## EXTRACTED MATERIAL
----------------------------------------
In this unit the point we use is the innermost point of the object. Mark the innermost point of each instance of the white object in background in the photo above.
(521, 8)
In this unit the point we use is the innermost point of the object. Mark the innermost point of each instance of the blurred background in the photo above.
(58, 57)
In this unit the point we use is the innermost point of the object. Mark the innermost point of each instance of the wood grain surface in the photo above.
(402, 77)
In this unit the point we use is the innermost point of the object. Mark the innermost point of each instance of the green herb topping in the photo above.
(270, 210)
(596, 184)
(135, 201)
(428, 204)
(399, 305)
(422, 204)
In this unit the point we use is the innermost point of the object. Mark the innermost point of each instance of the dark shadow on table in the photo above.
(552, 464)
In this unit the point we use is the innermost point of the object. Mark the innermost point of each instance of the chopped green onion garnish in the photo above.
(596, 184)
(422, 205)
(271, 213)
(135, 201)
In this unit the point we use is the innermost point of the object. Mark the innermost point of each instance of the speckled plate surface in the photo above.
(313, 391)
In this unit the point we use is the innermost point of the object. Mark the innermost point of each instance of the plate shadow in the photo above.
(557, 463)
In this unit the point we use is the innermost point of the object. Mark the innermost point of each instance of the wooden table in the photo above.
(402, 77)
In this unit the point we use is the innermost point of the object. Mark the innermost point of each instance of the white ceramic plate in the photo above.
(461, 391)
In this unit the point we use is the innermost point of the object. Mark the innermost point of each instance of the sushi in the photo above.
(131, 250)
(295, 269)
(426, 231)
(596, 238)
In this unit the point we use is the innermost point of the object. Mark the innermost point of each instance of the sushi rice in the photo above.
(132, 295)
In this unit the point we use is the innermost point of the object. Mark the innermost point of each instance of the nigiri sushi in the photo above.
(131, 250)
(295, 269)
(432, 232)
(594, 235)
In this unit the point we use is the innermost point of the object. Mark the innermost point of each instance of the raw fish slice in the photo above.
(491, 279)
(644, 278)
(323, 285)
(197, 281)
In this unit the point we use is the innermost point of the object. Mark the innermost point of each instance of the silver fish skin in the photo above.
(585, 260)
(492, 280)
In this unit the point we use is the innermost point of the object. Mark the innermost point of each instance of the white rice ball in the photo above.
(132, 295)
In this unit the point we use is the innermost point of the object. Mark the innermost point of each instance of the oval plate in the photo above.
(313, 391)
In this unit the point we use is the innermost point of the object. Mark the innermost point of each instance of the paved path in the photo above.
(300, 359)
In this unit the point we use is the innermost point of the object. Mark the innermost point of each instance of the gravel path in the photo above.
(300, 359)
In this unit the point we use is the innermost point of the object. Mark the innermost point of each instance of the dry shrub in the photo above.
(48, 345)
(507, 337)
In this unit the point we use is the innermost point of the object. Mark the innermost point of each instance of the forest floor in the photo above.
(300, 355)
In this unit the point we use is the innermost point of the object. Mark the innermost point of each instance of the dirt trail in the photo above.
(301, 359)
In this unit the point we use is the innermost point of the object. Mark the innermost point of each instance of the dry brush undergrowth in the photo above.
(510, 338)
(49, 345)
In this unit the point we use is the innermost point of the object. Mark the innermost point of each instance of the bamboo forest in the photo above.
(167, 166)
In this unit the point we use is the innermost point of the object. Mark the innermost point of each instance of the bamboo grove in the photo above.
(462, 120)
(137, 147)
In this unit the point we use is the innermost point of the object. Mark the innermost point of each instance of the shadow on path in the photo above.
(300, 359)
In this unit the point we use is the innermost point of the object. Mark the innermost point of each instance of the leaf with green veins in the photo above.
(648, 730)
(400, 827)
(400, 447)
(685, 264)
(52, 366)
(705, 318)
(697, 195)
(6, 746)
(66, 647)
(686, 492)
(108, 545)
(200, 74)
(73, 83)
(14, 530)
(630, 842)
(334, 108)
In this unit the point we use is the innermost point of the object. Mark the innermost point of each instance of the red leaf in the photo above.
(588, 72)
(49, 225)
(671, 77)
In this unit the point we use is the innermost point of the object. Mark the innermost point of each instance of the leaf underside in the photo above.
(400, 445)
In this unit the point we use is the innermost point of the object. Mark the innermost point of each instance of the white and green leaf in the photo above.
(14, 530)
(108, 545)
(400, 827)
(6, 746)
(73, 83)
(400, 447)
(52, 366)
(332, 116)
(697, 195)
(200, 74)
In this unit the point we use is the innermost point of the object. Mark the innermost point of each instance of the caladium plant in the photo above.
----------------------------------------
Only those lines running from the one containing "grove in the photo above." through the last line of the data above are to be copied, exactly, with both ends included.

## FINAL RESULT
In this unit the point we use is the innermost point of the object. Mark the innermost point of each instance of the bamboo grove in the photo above.
(462, 120)
(137, 147)
In this unit the point we use is the innermost point of the object. Mark the innermost point of each instance of the shadow on path in the photo above.
(300, 359)
In this unit the point we use is the innermost point of the object. Mark the innermost point of each instance of the leaf with green veins in the photo above.
(648, 730)
(400, 827)
(400, 447)
(685, 264)
(52, 366)
(705, 318)
(697, 195)
(6, 746)
(66, 647)
(686, 492)
(108, 545)
(200, 74)
(73, 83)
(14, 530)
(630, 842)
(334, 108)
In this unit the point we use is the innermost point of the object. Mark the innermost point of each instance of the red leaf in the photo above.
(588, 72)
(49, 225)
(671, 77)
In this unit the point we use is the innermost point of the object. Mark the innermost point of each instance of the leaf underside in the photo above.
(400, 445)
In this unit the point we use is the innermost point of the object. Mark the innermost point of each instance of the white and green leaf in the photo above.
(14, 530)
(108, 545)
(400, 827)
(6, 746)
(73, 83)
(400, 447)
(52, 366)
(332, 116)
(697, 195)
(200, 74)
In this unit the point we use is the innermost point of the object. Mark the innermost point of each instance of the caladium plant in the photo above.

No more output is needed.